Data to use:
....................

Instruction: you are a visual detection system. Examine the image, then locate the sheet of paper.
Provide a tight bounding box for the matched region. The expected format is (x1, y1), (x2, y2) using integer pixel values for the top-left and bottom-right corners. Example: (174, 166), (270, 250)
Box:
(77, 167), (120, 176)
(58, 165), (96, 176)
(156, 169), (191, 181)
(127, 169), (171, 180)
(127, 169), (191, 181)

....................

Written task: Copy the listing above line for line, without changing a single character.

Task result:
Instruction: you are a visual detection system. Examine the image, then locate the sheet of paper.
Provide a tight bounding box for the matched region. The expected format is (x1, y1), (x2, y2) using integer pixel values for the top-left and bottom-right corners. Example: (174, 166), (270, 250)
Box:
(77, 167), (120, 176)
(58, 165), (96, 176)
(156, 169), (191, 181)
(127, 169), (171, 180)
(127, 169), (191, 181)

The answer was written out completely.